These are the key concepts you need to understand to accurately answer the question.

Evaluation of Functions
Function evaluation is the process of determining the output of a function for a specific input. Functions are like machines: you input a number, and the function processes it to give you an output. For example, with the function \( g(x) = 2x \), if we input \( x = 3 \), we would get \( g(3) = 2 \times 3 = 6 \). This tells us what the function's value is when \( x \) is 3.
In this exercise, we are given two functions, \( g(x) = 2x \) and \( h(x) = x^2 + 4 \). Evaluating \( h(x) \) at \( x = -1 \) is the first step to find the output of this function, essentially solving \( h(-1) = (-1)^2 + 4 \), which equals 5.
Inner Function
The inner function, in a function composition, is the function that is computed first in a sequence of operations. In our example, \( h(x) \) is the inner function. It is called "inner" because it's inside the parentheses of the composition, and it gets evaluated first.

SET OF TASKS
#1 Answer these questions from the function explanation.
(a) What value does g(3) equal?
(b) Which two functions does the exercise give?
(c) Which function is the inner function in the example?
#2 Reproduce the passage of the function explanation that opens with the words containing "Evaluation of Functions" and closes with "when \( x \) is 3.".
#3 List every distinct number written as a numeral in the function explanation, including negatives and exponents, in order of first appearance.

ENTRIES SUPPLIED

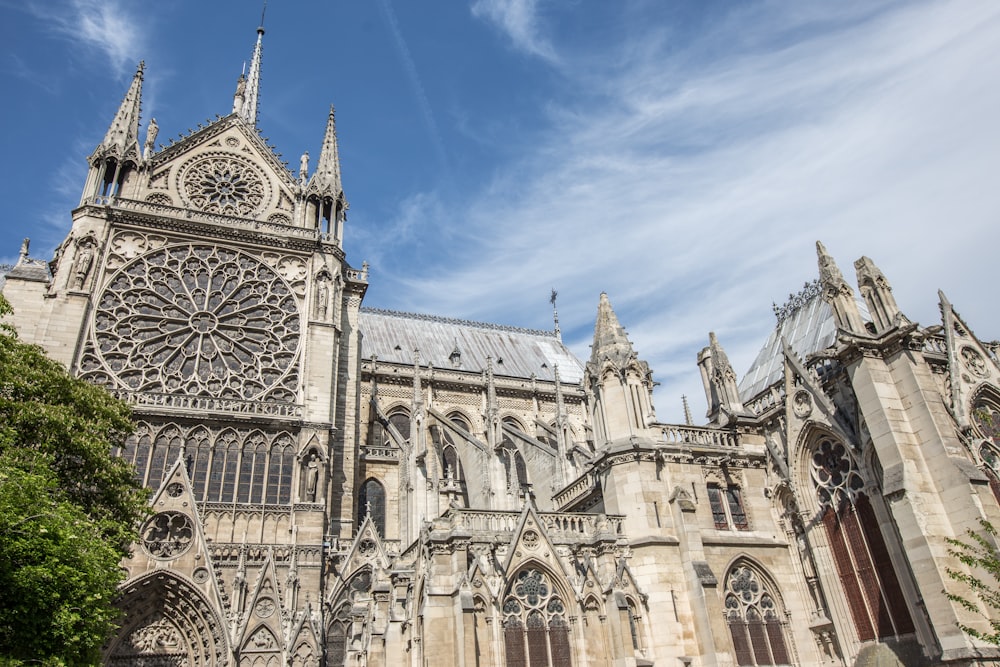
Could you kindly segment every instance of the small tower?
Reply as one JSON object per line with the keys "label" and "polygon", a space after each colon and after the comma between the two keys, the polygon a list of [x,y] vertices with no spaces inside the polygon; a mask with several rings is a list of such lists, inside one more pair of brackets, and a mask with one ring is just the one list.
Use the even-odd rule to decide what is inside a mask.
{"label": "small tower", "polygon": [[736,373],[719,344],[719,339],[715,337],[715,332],[708,334],[708,347],[698,355],[698,367],[701,369],[705,401],[708,403],[706,416],[711,423],[726,426],[733,417],[746,414],[736,388]]}
{"label": "small tower", "polygon": [[643,435],[655,419],[653,373],[649,364],[639,360],[604,292],[597,307],[594,344],[584,382],[594,397],[598,446]]}
{"label": "small tower", "polygon": [[319,229],[339,246],[344,237],[347,198],[340,183],[340,152],[337,148],[337,121],[333,105],[326,121],[323,148],[316,171],[306,185],[305,226]]}
{"label": "small tower", "polygon": [[892,295],[889,281],[875,266],[875,262],[868,257],[862,257],[854,262],[854,268],[858,272],[858,288],[865,303],[868,304],[868,313],[871,315],[875,333],[884,333],[898,325],[901,320],[905,320],[906,317],[896,305],[896,298]]}
{"label": "small tower", "polygon": [[826,248],[816,241],[816,256],[819,262],[819,280],[823,290],[823,300],[830,304],[837,327],[848,333],[864,335],[865,324],[861,320],[858,304],[854,301],[854,290],[844,280]]}
{"label": "small tower", "polygon": [[132,85],[118,107],[107,134],[88,162],[90,172],[80,197],[80,205],[101,197],[121,195],[124,186],[142,163],[139,147],[139,110],[142,104],[142,75],[145,63],[139,63]]}

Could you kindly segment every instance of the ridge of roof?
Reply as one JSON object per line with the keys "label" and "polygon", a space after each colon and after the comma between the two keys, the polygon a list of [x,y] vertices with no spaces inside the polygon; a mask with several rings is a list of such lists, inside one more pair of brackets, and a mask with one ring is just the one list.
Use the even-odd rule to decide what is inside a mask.
{"label": "ridge of roof", "polygon": [[491,331],[506,331],[508,333],[520,333],[531,336],[545,336],[546,338],[553,338],[558,340],[555,332],[553,331],[545,331],[543,329],[527,329],[524,327],[515,327],[509,324],[495,324],[493,322],[476,322],[474,320],[463,320],[453,317],[442,317],[440,315],[427,315],[424,313],[408,313],[401,310],[389,310],[387,308],[372,308],[370,306],[362,306],[361,312],[369,313],[372,315],[385,315],[387,317],[400,317],[411,320],[421,320],[424,322],[455,324],[464,327],[475,327],[477,329],[487,329]]}

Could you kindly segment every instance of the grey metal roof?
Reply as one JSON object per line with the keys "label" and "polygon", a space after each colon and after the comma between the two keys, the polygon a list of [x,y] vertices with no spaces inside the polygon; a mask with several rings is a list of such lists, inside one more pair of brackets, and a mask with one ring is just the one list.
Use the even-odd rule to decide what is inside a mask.
{"label": "grey metal roof", "polygon": [[[859,303],[858,307],[862,308],[862,304]],[[865,315],[867,310],[862,310],[862,316]],[[740,381],[740,398],[744,402],[781,379],[785,368],[782,338],[803,359],[832,346],[837,340],[837,324],[830,304],[822,296],[814,295],[774,328],[750,370]]]}
{"label": "grey metal roof", "polygon": [[435,368],[481,373],[486,358],[492,357],[496,375],[529,378],[534,374],[551,381],[558,364],[562,382],[577,384],[583,379],[583,364],[550,331],[375,308],[361,309],[360,329],[365,359],[378,355],[379,361],[412,364],[416,349],[420,364]]}

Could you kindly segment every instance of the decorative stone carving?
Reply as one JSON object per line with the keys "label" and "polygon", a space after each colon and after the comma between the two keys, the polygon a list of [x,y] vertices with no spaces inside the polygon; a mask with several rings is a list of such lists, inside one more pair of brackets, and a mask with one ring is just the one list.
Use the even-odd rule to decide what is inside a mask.
{"label": "decorative stone carving", "polygon": [[180,176],[181,192],[194,208],[208,213],[249,217],[259,212],[266,191],[253,164],[236,156],[194,162]]}
{"label": "decorative stone carving", "polygon": [[191,548],[194,526],[186,514],[160,512],[146,522],[140,534],[143,550],[153,558],[165,560]]}
{"label": "decorative stone carving", "polygon": [[234,250],[181,245],[136,257],[101,294],[94,338],[97,356],[135,391],[266,400],[280,388],[270,397],[290,401],[297,388],[295,296]]}

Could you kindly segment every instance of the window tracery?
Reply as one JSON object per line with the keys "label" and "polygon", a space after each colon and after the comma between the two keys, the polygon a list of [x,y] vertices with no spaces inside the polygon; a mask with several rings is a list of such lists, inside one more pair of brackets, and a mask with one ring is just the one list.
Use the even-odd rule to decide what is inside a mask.
{"label": "window tracery", "polygon": [[761,578],[739,565],[726,578],[726,619],[738,665],[789,665],[784,623]]}
{"label": "window tracery", "polygon": [[132,391],[295,400],[297,299],[244,253],[192,244],[136,257],[101,294],[93,336],[99,362],[84,360],[85,377],[106,370]]}
{"label": "window tracery", "polygon": [[858,638],[912,633],[913,620],[854,458],[843,443],[823,438],[811,463],[822,522]]}
{"label": "window tracery", "polygon": [[547,575],[534,568],[521,570],[501,613],[507,667],[572,664],[566,607]]}

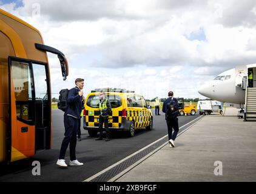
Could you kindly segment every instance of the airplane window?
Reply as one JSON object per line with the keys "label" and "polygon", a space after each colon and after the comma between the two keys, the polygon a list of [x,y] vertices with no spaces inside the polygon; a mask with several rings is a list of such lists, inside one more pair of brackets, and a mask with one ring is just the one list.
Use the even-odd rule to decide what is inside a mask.
{"label": "airplane window", "polygon": [[231,78],[231,76],[230,75],[226,75],[225,77],[225,80],[229,79]]}

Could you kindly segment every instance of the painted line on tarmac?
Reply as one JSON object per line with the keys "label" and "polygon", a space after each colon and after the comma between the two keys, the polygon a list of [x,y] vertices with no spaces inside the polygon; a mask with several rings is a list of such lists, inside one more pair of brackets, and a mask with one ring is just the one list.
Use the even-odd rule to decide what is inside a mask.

ANSWERS TO THE EXERCISES
#1
(a) 6
(b) g(x) = 2x and h(x) = x^2 + 4
(c) h(x)

#2
Evaluation of Functions
Function evaluation is the process of determining the output of a function for a specific input. Functions are like machines: you input a number, and the function processes it to give you an output. For example, with the function \( g(x) = 2x \), if we input \( x = 3 \), we would get \( g(3) = 2 \times 3 = 6 \). This tells us what the function's value is when \( x \) is 3.

#3 2, 3, 6, 4, -1, 5